[Exercise prompt] Reproduce the line that contains "indicate the logo on leotard with a point" and every line after it through the end of the records, exactly, with nothing added.

[Data for this exercise]
+---+

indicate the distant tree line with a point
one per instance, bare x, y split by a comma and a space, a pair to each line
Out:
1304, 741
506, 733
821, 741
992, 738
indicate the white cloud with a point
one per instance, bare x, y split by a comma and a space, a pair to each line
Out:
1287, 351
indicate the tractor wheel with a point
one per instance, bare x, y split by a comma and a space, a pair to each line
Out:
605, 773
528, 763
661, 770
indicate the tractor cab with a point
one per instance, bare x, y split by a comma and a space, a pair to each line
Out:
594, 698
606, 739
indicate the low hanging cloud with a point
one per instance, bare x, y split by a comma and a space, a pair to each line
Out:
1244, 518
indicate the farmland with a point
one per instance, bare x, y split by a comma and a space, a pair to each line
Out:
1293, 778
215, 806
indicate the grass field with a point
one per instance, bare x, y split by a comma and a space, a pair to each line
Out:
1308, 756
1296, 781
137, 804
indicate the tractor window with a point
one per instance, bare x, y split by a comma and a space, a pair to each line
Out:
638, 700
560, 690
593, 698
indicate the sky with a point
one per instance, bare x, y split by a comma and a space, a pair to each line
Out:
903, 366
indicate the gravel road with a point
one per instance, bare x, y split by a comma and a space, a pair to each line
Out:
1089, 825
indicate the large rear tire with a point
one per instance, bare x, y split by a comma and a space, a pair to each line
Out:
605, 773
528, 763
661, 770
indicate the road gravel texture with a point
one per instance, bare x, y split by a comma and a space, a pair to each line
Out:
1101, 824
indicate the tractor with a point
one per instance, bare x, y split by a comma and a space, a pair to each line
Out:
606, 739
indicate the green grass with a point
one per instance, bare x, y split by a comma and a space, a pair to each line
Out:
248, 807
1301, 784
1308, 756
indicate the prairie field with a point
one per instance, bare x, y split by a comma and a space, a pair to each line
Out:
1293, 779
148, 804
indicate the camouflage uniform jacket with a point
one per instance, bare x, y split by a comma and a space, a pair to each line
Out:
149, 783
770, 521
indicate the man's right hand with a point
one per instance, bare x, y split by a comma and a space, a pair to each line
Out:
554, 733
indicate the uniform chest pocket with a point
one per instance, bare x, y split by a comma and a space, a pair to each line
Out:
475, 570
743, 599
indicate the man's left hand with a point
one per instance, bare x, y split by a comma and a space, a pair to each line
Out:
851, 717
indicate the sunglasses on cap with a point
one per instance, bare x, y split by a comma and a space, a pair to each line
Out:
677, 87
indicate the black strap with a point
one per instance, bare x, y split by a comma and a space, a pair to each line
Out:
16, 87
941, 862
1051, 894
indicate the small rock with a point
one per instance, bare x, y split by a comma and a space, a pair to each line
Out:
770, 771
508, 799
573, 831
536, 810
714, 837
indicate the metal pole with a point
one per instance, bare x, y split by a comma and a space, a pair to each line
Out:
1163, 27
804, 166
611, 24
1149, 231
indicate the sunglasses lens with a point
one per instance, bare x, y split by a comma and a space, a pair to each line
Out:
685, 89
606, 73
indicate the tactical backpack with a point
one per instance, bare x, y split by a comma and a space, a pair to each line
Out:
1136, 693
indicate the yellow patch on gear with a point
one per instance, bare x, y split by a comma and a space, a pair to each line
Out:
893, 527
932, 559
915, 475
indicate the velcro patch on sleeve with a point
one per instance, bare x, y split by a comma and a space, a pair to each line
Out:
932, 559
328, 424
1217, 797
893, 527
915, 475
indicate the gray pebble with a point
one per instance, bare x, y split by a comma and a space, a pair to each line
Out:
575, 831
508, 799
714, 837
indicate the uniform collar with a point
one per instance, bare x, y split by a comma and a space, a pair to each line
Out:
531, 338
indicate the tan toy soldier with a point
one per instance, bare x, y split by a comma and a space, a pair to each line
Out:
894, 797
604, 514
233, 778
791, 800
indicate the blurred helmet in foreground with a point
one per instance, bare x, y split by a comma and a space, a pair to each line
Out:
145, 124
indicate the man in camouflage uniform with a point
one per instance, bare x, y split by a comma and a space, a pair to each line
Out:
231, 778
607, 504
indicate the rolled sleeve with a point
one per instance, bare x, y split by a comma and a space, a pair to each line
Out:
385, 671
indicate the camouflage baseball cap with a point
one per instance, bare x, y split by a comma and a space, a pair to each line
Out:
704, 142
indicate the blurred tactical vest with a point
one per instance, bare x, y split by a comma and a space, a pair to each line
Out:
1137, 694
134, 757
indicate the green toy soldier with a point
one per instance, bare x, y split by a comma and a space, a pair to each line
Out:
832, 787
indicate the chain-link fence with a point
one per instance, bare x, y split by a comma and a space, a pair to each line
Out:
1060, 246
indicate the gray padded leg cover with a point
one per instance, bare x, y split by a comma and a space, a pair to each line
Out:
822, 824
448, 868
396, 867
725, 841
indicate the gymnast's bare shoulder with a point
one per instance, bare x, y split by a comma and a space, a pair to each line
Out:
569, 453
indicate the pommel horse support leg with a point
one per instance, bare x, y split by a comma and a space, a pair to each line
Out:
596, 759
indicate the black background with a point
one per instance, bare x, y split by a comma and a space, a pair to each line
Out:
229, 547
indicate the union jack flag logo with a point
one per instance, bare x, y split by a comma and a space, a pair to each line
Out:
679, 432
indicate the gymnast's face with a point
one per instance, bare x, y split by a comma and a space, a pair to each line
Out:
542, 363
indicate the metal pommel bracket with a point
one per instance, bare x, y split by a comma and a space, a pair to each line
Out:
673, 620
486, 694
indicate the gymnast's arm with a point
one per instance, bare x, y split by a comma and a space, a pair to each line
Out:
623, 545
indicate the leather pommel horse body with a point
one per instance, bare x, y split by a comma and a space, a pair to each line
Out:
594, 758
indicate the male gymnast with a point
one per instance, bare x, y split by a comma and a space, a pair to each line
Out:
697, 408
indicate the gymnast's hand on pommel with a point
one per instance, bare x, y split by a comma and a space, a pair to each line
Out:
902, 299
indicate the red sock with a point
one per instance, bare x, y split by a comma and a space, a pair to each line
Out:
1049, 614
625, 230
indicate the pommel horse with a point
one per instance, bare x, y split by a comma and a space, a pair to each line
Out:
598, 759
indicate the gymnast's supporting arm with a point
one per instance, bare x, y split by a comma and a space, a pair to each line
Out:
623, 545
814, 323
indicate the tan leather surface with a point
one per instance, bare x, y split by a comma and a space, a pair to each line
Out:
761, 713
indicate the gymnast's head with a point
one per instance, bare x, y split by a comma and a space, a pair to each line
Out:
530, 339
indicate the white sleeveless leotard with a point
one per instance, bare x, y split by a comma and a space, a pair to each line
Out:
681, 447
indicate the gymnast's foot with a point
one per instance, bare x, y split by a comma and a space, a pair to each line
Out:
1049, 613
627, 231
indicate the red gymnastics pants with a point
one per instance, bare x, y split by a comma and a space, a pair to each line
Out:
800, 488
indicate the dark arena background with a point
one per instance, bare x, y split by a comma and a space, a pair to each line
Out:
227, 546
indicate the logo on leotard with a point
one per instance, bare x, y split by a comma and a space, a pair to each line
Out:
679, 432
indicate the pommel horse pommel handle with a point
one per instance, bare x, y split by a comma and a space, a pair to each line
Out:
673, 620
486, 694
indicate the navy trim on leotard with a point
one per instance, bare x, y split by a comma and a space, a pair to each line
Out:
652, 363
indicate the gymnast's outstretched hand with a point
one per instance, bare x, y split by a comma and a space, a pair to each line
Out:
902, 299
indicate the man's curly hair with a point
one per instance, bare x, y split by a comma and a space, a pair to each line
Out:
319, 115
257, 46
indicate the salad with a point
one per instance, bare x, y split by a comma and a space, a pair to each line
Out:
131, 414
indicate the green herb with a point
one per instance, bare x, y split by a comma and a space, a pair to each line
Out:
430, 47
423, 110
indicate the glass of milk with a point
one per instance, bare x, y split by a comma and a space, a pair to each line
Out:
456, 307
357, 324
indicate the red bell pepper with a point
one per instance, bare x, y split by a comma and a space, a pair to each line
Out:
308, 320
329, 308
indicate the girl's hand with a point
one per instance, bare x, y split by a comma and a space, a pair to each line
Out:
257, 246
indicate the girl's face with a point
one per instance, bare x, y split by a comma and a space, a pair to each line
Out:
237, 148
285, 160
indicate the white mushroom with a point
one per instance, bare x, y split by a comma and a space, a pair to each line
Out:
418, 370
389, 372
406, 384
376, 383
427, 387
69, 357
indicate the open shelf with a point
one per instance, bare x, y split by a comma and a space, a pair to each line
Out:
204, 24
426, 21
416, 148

+---+

[Output below]
indicate the logo on leotard with a point
one per instance, bare x, y split by a comma and a space, a pair to each line
Out:
679, 432
indicate the pommel horse pommel handle with a point
one per instance, bare x, y split by a comma and a space, a pair to each line
Out:
673, 620
486, 694
indicate the navy trim on leotard with a point
one per instance, bare x, y split by a comma and a space, a pair to each line
Out:
652, 363
indicate the gymnast's outstretched hand with a point
one per instance, bare x, y split by a comma and a space, a pair to each line
Out:
902, 299
indicate the man's curly hair with a point
one per instance, bare x, y split by a comma and a space, a pair to each line
Out:
319, 115
257, 46
indicate the salad with a point
one per instance, bare x, y split by a comma and a space, a pair to each line
Out:
131, 414
indicate the green herb with a point
one per instance, bare x, y split by a comma and a space, a pair to each line
Out:
430, 47
423, 110
indicate the glass of milk with a point
one per instance, bare x, y split by a comma and a space, a pair to each line
Out:
456, 307
357, 324
indicate the red bell pepper with a point
one per instance, bare x, y split by a comma and a space, a pair to each line
Out:
308, 320
329, 308
indicate the girl's hand with a point
one per instance, bare x, y split by a comma and a space, a pair to each line
Out:
257, 246
indicate the girl's face with a point
one per instance, bare x, y split by a comma and a space, a pair to each line
Out:
237, 148
285, 160
indicate the white mushroom with a point
one per instance, bare x, y split by a comma and a space, a pair to each line
Out:
418, 370
389, 372
406, 384
376, 383
427, 387
69, 357
indicate the open shelf with a point
one per instance, bare x, y split by a comma and a space, a pair to each line
Out:
204, 24
426, 21
416, 148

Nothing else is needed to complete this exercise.